一组记录:
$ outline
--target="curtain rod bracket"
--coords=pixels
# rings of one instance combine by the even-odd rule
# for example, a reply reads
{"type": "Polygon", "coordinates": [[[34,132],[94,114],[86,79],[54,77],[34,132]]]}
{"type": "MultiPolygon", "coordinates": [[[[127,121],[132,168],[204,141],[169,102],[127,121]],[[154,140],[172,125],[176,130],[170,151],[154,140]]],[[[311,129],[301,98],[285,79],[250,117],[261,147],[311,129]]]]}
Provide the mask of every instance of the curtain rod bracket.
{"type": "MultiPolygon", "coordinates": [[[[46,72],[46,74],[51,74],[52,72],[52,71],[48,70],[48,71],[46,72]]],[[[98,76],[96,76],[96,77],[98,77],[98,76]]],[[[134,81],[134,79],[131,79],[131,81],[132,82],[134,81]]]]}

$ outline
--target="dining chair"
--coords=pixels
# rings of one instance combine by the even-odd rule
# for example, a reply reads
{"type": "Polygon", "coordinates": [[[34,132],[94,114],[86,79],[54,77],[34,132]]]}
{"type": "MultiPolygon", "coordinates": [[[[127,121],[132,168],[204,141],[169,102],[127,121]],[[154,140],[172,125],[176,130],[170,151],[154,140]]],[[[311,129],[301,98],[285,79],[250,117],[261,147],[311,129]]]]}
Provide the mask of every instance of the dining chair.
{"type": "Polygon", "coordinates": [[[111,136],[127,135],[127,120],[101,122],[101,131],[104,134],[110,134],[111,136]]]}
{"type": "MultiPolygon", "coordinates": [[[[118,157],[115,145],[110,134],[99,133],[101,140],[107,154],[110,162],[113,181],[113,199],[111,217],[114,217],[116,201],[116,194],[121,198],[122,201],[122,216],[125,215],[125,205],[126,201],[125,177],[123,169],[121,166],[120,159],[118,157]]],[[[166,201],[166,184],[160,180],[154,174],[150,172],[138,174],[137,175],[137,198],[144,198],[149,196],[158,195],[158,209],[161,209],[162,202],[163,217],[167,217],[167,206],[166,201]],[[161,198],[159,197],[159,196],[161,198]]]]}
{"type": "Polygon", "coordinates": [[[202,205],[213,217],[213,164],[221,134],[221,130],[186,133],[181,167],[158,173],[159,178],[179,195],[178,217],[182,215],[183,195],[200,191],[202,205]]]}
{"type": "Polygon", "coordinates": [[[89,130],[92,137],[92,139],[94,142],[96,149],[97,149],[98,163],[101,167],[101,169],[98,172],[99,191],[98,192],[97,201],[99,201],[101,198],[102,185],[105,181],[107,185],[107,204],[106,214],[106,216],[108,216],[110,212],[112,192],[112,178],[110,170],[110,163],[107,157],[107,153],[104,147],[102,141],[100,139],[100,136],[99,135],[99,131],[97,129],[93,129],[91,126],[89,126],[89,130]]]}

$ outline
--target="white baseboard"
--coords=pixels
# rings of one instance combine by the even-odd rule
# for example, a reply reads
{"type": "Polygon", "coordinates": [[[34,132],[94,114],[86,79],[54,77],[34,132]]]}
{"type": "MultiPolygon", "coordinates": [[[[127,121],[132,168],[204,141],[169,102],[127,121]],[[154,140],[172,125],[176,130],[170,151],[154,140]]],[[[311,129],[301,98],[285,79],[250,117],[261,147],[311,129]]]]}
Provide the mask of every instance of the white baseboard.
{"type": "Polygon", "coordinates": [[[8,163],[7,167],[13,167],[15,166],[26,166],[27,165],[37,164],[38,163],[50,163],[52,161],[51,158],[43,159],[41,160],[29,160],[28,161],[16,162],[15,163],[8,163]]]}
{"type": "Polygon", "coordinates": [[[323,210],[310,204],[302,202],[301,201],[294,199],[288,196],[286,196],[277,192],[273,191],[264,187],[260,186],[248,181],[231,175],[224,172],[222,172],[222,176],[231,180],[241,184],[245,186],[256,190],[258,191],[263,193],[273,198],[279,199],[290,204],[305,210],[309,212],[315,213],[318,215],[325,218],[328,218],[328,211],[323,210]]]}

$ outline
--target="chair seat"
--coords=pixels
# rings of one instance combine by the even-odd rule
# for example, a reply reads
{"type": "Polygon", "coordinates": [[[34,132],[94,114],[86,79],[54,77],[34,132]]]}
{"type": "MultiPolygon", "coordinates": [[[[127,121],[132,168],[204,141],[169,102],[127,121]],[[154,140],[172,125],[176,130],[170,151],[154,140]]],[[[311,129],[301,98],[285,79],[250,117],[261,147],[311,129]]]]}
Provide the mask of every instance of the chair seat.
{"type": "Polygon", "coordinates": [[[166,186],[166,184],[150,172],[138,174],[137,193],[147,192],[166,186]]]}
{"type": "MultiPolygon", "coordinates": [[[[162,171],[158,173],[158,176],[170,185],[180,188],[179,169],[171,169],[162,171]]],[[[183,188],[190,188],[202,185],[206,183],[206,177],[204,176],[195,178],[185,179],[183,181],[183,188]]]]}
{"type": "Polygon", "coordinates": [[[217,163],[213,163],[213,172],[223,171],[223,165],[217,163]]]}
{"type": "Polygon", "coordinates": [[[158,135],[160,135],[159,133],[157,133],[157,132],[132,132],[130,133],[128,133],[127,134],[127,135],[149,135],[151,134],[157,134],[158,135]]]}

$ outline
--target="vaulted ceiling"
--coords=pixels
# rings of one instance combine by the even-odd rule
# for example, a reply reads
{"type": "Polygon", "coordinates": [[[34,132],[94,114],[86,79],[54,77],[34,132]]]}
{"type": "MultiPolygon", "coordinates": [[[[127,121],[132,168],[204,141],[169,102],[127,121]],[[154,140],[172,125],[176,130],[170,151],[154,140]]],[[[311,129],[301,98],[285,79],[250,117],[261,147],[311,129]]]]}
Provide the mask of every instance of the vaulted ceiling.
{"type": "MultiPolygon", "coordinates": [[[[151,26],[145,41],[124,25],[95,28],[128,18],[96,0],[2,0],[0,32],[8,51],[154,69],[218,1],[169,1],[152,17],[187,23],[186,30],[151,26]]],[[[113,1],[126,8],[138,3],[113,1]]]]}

==

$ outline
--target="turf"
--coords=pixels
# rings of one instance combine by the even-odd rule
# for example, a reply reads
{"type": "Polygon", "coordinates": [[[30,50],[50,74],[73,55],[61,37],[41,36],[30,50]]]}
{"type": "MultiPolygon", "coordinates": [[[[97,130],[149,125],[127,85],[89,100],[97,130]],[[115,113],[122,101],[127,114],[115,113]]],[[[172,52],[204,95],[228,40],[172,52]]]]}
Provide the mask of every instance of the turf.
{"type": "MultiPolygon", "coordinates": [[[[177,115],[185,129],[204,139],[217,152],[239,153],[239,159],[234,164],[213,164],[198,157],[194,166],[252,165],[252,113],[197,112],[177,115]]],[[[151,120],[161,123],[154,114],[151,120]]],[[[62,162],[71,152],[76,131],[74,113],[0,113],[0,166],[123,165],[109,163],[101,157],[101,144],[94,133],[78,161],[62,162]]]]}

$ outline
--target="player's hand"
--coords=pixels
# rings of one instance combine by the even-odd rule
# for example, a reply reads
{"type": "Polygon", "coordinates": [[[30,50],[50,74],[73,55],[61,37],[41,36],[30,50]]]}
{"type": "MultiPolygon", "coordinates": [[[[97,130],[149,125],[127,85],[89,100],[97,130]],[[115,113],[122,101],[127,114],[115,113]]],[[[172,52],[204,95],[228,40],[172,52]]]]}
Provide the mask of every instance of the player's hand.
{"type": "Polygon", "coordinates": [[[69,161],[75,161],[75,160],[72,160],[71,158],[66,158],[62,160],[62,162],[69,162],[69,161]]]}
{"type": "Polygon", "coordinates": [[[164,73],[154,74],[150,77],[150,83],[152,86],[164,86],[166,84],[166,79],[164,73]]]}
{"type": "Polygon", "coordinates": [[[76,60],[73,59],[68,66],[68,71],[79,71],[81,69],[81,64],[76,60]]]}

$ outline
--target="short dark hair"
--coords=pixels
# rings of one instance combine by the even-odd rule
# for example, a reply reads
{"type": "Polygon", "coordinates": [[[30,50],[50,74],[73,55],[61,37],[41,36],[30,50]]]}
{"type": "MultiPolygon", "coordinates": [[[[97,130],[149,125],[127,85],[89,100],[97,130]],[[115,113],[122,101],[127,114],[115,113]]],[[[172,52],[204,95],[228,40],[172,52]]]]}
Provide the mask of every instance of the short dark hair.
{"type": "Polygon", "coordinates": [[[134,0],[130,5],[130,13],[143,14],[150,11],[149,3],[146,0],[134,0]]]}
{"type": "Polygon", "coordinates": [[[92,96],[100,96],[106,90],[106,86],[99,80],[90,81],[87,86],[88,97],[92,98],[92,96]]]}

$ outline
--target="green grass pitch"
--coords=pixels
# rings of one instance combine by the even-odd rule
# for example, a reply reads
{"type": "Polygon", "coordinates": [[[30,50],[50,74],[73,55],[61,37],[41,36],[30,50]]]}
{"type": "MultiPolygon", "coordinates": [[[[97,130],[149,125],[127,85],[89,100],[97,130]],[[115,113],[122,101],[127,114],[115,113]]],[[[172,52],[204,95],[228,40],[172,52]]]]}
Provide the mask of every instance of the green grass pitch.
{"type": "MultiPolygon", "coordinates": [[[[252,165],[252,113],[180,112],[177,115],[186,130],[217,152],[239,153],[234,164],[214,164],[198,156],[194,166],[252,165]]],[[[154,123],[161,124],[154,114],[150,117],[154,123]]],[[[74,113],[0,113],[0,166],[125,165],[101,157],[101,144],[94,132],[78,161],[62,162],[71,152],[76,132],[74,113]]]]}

任务目标: 数一数上面的资料里有几行含有“seat”这个词，大小写要区分，只回答数字。

解答: 2